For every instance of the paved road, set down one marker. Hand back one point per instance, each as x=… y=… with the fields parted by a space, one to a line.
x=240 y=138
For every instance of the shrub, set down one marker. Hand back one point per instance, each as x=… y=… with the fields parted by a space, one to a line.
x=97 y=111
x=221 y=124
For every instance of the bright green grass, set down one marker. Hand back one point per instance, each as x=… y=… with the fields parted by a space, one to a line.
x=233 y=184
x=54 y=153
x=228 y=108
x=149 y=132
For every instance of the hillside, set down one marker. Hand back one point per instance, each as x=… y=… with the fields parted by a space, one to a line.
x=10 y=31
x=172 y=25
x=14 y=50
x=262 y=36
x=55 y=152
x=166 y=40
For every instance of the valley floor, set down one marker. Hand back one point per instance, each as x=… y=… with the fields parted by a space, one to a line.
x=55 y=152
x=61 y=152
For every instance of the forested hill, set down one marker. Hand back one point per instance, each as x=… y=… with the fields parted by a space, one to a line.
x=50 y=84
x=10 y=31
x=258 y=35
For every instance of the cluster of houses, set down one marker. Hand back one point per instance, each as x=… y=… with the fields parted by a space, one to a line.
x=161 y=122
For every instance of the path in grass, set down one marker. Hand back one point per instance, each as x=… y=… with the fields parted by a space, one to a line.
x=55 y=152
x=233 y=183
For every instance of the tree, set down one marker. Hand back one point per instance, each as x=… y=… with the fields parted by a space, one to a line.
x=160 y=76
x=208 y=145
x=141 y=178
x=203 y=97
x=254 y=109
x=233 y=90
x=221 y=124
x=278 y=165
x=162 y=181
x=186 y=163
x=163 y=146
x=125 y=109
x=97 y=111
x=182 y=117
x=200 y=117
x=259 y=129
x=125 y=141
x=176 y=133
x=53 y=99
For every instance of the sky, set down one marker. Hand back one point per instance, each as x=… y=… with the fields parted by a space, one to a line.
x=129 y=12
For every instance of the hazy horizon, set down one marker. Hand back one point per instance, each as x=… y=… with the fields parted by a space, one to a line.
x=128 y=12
____________
WORK REQUIRED: Could you repeat all of the items above word for word, without changing or leaving out anything?

WRITTEN RESPONSE:
For every instance of the paved road, set down one marker. Hand back one point per instance, each as x=… y=… with the fields parted by a space, one to a line.
x=240 y=138
For every instance of the shrub, set down one marker. Hand back one point per instance, each as x=… y=… with the fields parted by a space, one to a line.
x=97 y=111
x=221 y=124
For every instance of the bright green grass, set down one marker. Hand back one point per instance, each as x=… y=… with the fields parted by a space, one to a line.
x=233 y=184
x=54 y=153
x=228 y=108
x=149 y=132
For every instance of the hillside, set down one marker. Hand back one point per instance, each as x=… y=… with the fields parted by a space, one to a line.
x=10 y=31
x=172 y=25
x=14 y=50
x=262 y=36
x=55 y=152
x=166 y=40
For every instance of the valley floor, set down one marker. Hand back one point per instance, each as x=… y=… with the fields parted by a space, one to a line.
x=55 y=152
x=61 y=152
For every instance of the forested hill, set down one marker. Hand back one point per instance, each as x=… y=… with the fields parted by a space, one to a line.
x=50 y=84
x=10 y=31
x=258 y=35
For every instance of the cluster of houses, set down one marker. Hand back one point per instance, each as x=… y=… with the fields parted by a space, one to a line.
x=161 y=122
For every instance of the path in grass, set down one marker. Hand back one point per instance, each as x=… y=… with the fields parted by a space, one to a line.
x=55 y=152
x=233 y=183
For every instance of the tree, set down one marker. Hand back one point per instance, each as x=… y=… with the fields parted by a space, one to a line.
x=160 y=76
x=208 y=145
x=141 y=178
x=203 y=97
x=254 y=109
x=233 y=90
x=221 y=124
x=278 y=165
x=162 y=181
x=186 y=163
x=163 y=146
x=125 y=109
x=97 y=111
x=182 y=117
x=200 y=117
x=259 y=129
x=125 y=141
x=176 y=133
x=53 y=99
For every instance of the sky, set down one marker. Hand back one point per instance, each as x=… y=… with the fields parted by a space, one to a line.
x=129 y=12
For every instance of the hazy horizon, set down one marker. Hand back one point per instance, each as x=… y=… with the fields parted by a space, one to a line.
x=128 y=12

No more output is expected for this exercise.